__Article__

__________________________________________________

Atkinson: The thing that drove us is the 80 columns. In a word processor we really wanted the lines to break on the screen at the same place they break on the printer. There are two kinds of word processors. There are the ones where you just have a string of characters and you see them however they wrap on the screen. Screen-wrap is a function of the screen, and how characters wrap on the printer is the printer’s doing. Then there are word processors where what you see is what you get. You lay out a line and you know it’s going to break at the same place on the printer as the screen, so you can do columns and tabs and a couple of columns of numbers. Then you have to have enough pixels to generate a full printer line across. We thought we could do it with 384, and we tried it with real live documents – and we couldn’t do it. You could do it with 512, but you couldn’t do it with 384.

Smith: The diagonal lines look better, too; the jaggies are removed some- what, and things like that. So, with that, we said, OK, what’s that going to mean? And we ended up with 128K and...

__________________________________________________

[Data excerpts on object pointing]
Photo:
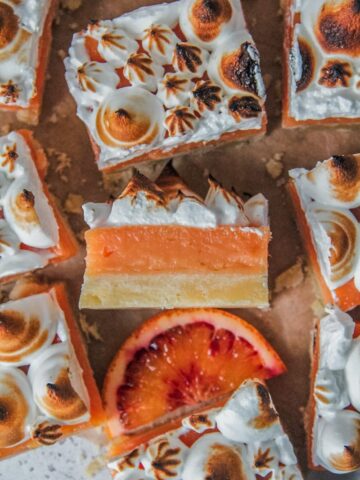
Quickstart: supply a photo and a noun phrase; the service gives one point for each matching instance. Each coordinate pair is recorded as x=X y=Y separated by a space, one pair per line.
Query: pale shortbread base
x=169 y=290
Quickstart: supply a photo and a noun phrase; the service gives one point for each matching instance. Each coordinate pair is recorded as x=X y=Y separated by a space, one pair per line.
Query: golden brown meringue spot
x=207 y=95
x=61 y=400
x=9 y=24
x=238 y=68
x=13 y=412
x=349 y=461
x=180 y=120
x=244 y=107
x=208 y=16
x=9 y=157
x=224 y=462
x=336 y=73
x=307 y=65
x=345 y=176
x=338 y=27
x=17 y=334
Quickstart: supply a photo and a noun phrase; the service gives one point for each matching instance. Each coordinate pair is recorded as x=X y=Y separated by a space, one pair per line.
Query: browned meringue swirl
x=19 y=335
x=338 y=27
x=61 y=400
x=208 y=16
x=13 y=413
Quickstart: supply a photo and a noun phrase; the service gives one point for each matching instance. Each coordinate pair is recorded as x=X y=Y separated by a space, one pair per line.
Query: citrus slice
x=179 y=360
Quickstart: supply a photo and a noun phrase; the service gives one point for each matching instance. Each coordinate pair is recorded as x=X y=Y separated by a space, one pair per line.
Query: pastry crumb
x=290 y=278
x=73 y=203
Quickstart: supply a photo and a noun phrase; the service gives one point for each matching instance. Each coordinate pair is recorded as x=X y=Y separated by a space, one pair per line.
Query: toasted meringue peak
x=206 y=95
x=249 y=415
x=235 y=65
x=16 y=409
x=244 y=106
x=207 y=22
x=190 y=59
x=339 y=230
x=352 y=374
x=159 y=41
x=97 y=78
x=174 y=90
x=142 y=71
x=129 y=118
x=336 y=73
x=337 y=27
x=114 y=44
x=338 y=442
x=213 y=456
x=27 y=326
x=180 y=120
x=53 y=390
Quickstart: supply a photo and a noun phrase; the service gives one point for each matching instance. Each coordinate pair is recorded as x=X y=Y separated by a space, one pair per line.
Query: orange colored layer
x=287 y=120
x=142 y=249
x=96 y=410
x=43 y=56
x=347 y=295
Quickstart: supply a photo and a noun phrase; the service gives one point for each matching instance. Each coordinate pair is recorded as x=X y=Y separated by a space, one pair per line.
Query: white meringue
x=159 y=41
x=140 y=70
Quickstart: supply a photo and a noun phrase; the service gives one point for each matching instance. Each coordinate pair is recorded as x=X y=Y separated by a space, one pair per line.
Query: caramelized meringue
x=159 y=41
x=208 y=22
x=53 y=388
x=180 y=120
x=142 y=71
x=27 y=326
x=130 y=117
x=190 y=59
x=17 y=411
x=174 y=90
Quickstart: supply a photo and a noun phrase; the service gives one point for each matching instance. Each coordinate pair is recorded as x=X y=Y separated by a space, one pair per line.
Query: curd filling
x=243 y=440
x=21 y=27
x=329 y=196
x=336 y=431
x=28 y=227
x=116 y=73
x=34 y=405
x=325 y=60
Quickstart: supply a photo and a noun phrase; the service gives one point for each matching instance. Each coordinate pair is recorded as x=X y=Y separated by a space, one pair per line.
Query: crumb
x=90 y=331
x=73 y=203
x=290 y=278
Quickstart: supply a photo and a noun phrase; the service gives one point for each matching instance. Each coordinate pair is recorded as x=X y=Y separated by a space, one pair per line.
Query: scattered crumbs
x=90 y=331
x=73 y=203
x=290 y=278
x=274 y=166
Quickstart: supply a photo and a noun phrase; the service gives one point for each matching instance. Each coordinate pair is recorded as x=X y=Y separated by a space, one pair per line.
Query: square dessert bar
x=47 y=389
x=243 y=439
x=321 y=62
x=327 y=201
x=32 y=231
x=333 y=413
x=25 y=41
x=160 y=245
x=166 y=79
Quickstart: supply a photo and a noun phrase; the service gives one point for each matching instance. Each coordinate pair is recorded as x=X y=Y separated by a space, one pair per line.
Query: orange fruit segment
x=179 y=360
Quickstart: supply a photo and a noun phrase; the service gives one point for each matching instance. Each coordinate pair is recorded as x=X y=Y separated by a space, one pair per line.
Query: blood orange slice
x=179 y=360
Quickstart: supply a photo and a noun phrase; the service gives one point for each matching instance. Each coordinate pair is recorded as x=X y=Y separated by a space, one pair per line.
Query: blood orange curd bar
x=160 y=245
x=166 y=79
x=321 y=62
x=33 y=232
x=47 y=388
x=25 y=41
x=333 y=412
x=327 y=201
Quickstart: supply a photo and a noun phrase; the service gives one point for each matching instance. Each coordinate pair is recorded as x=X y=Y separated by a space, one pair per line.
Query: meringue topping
x=159 y=41
x=180 y=120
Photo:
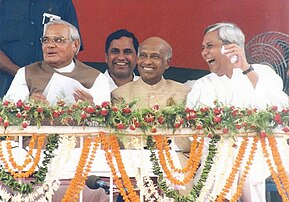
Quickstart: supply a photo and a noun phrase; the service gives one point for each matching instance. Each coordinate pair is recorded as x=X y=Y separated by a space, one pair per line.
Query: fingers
x=39 y=97
x=80 y=94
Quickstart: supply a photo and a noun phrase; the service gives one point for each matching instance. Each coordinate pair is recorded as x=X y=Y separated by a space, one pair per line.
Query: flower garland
x=192 y=161
x=28 y=159
x=210 y=184
x=196 y=188
x=83 y=168
x=275 y=177
x=115 y=151
x=162 y=145
x=236 y=167
x=278 y=162
x=238 y=193
x=22 y=188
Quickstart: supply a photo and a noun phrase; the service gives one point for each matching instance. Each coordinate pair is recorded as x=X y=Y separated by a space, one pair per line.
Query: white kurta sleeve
x=18 y=89
x=269 y=89
x=100 y=89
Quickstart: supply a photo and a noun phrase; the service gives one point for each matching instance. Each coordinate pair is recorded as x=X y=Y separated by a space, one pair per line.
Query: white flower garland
x=211 y=176
x=224 y=167
x=52 y=182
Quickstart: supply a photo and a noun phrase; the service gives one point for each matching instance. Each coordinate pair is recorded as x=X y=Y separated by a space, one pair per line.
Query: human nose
x=121 y=56
x=50 y=43
x=204 y=52
x=147 y=60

__________________________________________________

__Tasks__
1. In the interview on word-processor screen width, what horizontal pixel count proved too small to fit a full printer line?
2. Resume the interview on word-processor screen width from the point where it stops.

__Answer list__
1. 384 pixels.

2.
Atkinson: 22K bytes on the screen, and in a 64K-byte machine you couldn’t have afforded it. That drove us to 16 RAM chips instead of 8.

Hertzfeld: By then, we knew we were going with 128K bytes anyway, to run the applications.

Jobs: I just thought I’d show this to you. This is the IBM video board; it’s only video, nothing else. It’s 69 integrated circuits, more chips than an entire Macintosh, and it basically does nothing. And it doesn’t even do that very well.

Espinosa: Forty percent more chips than the Mac.

Jobs: So that sort of gives you a feeling. And again, that just has the video on it. Macintosh, in addition to having video that’s far higher in resolution and far faster, has a 32-bit microprocessor, 128K bytes of RAM, 64K bytes of ROM, two serial ports, the mouse, the serial, keyboard, and mouse interface, the incredible sound, the clock calendar, the disk controller...

Smith: We rolled the whole disk controller into one chip.

Hertzfeld: And it has Lisa’s graphics and user-interface software built into every board.

Jobs: Andy was sort of the software technical leader behind the project, from its inception. As Andy puts it, software sometimes stands on its head to get rid of a chip in the hardware. And so, with a system as powerful as this, we wanted to take advantage of all the features, for instance, in the serial chip and the disk and stuff. We really wanted to be able to have the serial ports reading while the disk is spinning, while the mouse is moving, while it’s making sound. You know, all with that single board.

BYTE: What were the roots of that operating system?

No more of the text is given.